◆ 任务要求:
a: 将页面正文中以“针对三维点云语义与实例分割”开头的段落改写为条目式列表，保留其主要事实。
b: 根据页面正文，该文的纸质出版日期是哪一天？

◆ 页面正文:
基于递归切片网络的三维点云语义分割与实例分割

刘苏毅; 迟剑宁; 吴成东; 徐方

doi:10.11834/jig.220154

图像理解和计算机视觉 | 浏览量 : 0 下载量: 0 CSCD: 1

PDF
导出
分享
收藏
专辑

基于递归切片网络的三维点云语义分割与实例分割
Recurrent slice networks-based 3D point cloud-relevant integrated segmentation of semantic and instances
2023年28卷第7期页码：2135-2150
纸质出版日期： 2023-07-16 ，
DOI： 10.11834/jig.220154
稿件说明：

移动端阅览

刘苏毅，迟剑宁，吴成东，徐方. 2023. 基于递归切片网络的三维点云语义分割与实例分割. 中国图象图形学报， 28(07):2135-2150

Liu Suyi， Chi Jianning， Wu Chengdong， Xu Fang. 2023. Recurrent slice networks-based 3D point cloud-relevant integrated segmentation of semantic and instances. Journal of Image and Graphics， 28(07):2135-2150
刘苏毅，迟剑宁，吴成东，徐方. 2023. 基于递归切片网络的三维点云语义分割与实例分割. 中国图象图形学报， 28(07):2135-2150 DOI： 10.11834/jig.220154.

Liu Suyi， Chi Jianning， Wu Chengdong， Xu Fang. 2023. Recurrent slice networks-based 3D point cloud-relevant integrated segmentation of semantic and instances. Journal of Image and Graphics， 28(07):2135-2150 DOI： 10.11834/jig.220154.

摘要

目的

针对三维点云语义与实例分割特征点提取精度不高、实例分割精度极度依赖语义分割的性能、在密集场景或小单元分割目标中出现语义类别错分以及实例边缘模糊等问题，提出了基于递归切片网络的三维点云语义分割与实例分割网络。

◆ 存储数据:
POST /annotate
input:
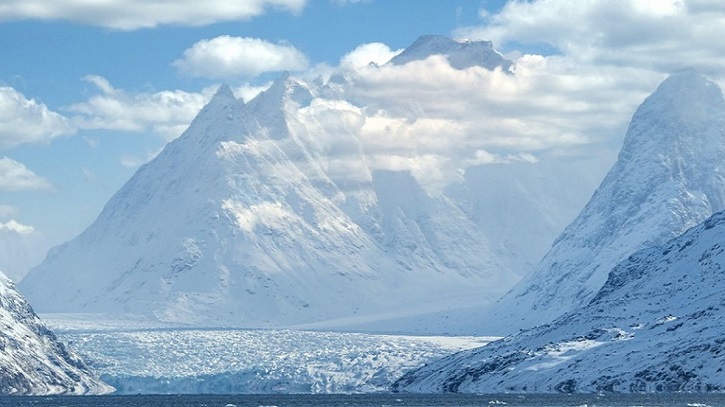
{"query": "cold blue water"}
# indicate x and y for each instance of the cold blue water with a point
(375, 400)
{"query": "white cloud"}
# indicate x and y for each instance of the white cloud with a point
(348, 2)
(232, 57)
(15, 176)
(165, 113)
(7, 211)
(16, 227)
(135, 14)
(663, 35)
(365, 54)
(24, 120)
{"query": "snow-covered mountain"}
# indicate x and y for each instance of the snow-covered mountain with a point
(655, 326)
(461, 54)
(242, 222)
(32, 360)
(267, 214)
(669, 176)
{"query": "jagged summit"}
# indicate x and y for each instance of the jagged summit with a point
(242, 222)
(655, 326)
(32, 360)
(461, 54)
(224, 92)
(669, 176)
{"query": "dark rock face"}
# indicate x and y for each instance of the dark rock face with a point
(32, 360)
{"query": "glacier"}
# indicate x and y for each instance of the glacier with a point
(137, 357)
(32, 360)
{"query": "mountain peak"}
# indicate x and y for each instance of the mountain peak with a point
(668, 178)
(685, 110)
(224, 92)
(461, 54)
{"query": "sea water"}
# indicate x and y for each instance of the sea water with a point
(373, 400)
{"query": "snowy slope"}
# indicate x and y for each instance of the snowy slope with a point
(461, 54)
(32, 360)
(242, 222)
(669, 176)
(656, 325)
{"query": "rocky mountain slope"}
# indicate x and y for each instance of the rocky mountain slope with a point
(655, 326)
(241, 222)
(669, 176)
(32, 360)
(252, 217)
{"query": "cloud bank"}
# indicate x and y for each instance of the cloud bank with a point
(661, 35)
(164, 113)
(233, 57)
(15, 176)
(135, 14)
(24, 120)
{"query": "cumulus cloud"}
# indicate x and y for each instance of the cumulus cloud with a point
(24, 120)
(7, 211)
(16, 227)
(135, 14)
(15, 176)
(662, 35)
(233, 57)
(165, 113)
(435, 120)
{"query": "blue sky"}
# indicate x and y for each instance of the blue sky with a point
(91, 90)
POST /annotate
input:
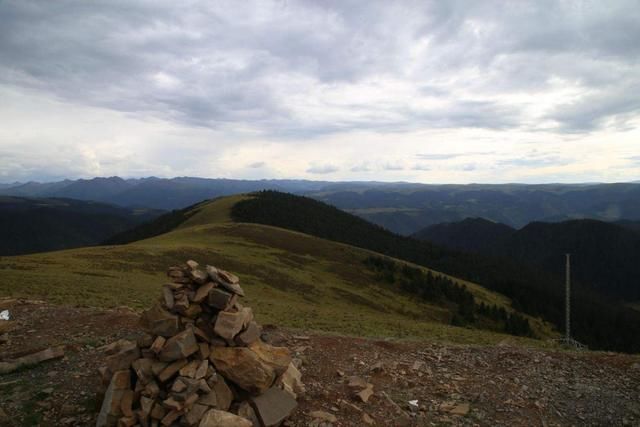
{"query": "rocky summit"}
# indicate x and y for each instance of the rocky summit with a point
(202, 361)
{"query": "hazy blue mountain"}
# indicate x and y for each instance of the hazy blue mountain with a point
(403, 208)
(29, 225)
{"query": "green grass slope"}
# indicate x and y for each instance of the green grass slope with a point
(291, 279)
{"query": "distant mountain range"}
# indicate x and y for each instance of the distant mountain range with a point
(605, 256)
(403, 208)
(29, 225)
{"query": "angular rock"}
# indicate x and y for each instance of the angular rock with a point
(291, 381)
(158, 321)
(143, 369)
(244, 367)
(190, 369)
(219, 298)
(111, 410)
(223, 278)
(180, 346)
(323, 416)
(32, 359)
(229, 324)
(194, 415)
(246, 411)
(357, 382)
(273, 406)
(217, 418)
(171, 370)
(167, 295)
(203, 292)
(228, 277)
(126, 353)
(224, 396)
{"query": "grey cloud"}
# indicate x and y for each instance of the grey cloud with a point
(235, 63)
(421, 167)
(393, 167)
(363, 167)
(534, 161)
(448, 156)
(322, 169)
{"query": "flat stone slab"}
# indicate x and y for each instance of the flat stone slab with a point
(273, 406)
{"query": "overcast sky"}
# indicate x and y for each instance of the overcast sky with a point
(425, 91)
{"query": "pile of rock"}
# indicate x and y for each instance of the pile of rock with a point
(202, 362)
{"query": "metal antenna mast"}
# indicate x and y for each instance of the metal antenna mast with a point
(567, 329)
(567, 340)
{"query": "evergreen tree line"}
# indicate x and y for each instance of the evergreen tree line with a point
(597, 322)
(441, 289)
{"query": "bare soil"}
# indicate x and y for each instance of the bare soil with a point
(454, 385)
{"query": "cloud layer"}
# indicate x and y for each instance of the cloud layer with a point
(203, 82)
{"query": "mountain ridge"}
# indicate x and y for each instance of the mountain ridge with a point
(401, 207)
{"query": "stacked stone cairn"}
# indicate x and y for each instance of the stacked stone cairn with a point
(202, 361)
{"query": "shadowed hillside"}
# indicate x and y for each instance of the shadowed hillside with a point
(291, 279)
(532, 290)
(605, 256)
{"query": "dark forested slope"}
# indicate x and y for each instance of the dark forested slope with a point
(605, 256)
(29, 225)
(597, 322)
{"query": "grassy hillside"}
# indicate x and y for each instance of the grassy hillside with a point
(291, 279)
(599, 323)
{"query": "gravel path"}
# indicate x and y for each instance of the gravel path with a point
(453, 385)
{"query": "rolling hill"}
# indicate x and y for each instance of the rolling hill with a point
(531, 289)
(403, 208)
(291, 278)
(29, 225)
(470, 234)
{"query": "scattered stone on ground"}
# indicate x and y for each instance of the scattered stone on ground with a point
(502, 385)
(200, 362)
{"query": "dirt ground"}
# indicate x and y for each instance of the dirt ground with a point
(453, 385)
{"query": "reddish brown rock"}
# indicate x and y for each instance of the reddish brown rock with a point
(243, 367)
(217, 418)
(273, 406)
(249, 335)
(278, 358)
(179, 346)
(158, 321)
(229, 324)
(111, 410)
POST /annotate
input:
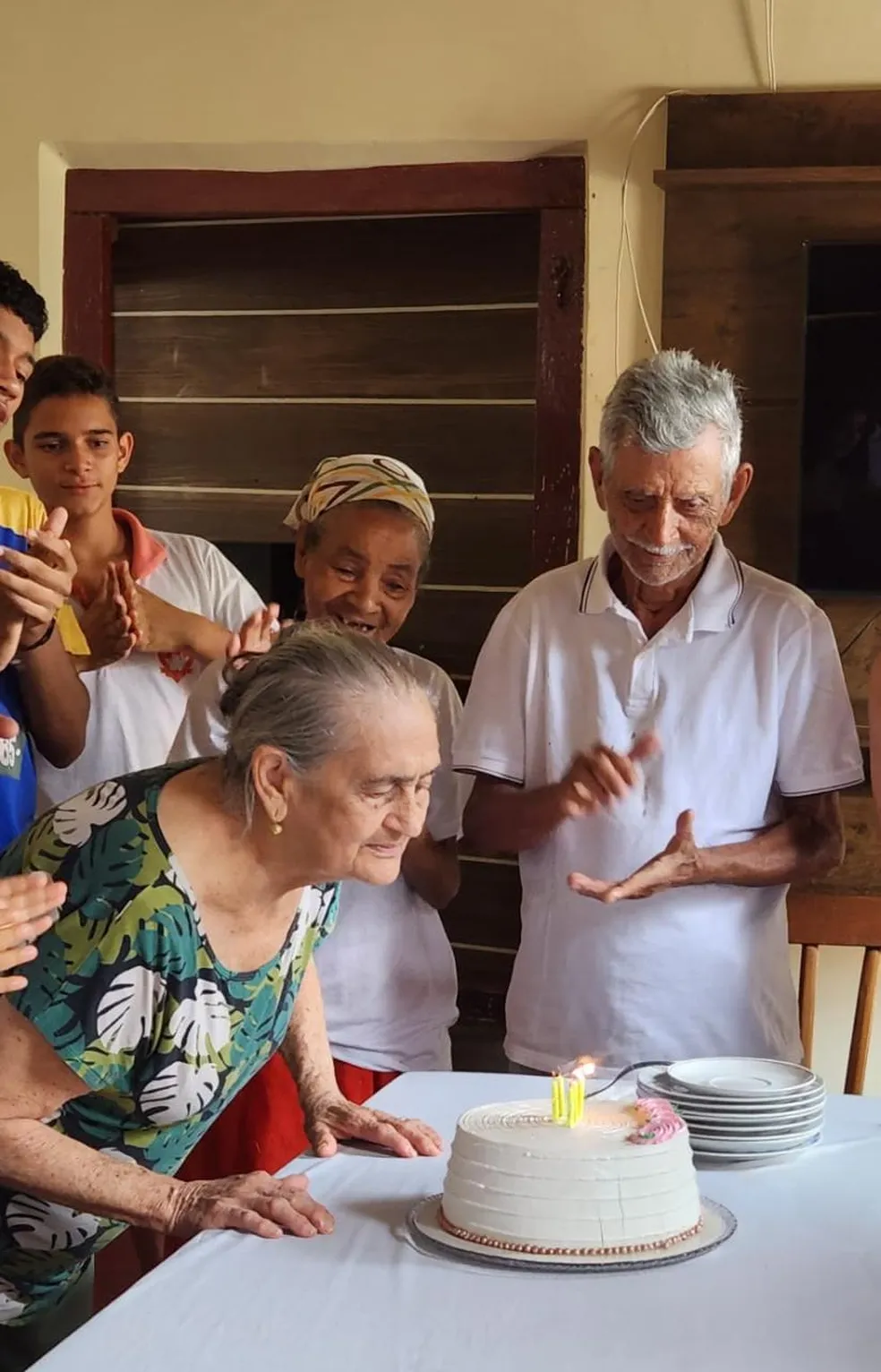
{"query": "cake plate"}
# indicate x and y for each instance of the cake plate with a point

◆ 各题答案:
a:
- 针对的问题：
  - 三维点云语义与实例分割特征点提取精度不高
  - 实例分割精度极度依赖语义分割的性能
  - 在密集场景或小单元分割目标中出现语义类别错分
  - 实例边缘模糊
- 提出的方法：基于递归切片网络的三维点云语义分割与实例分割网络

b: 2023年7月16日。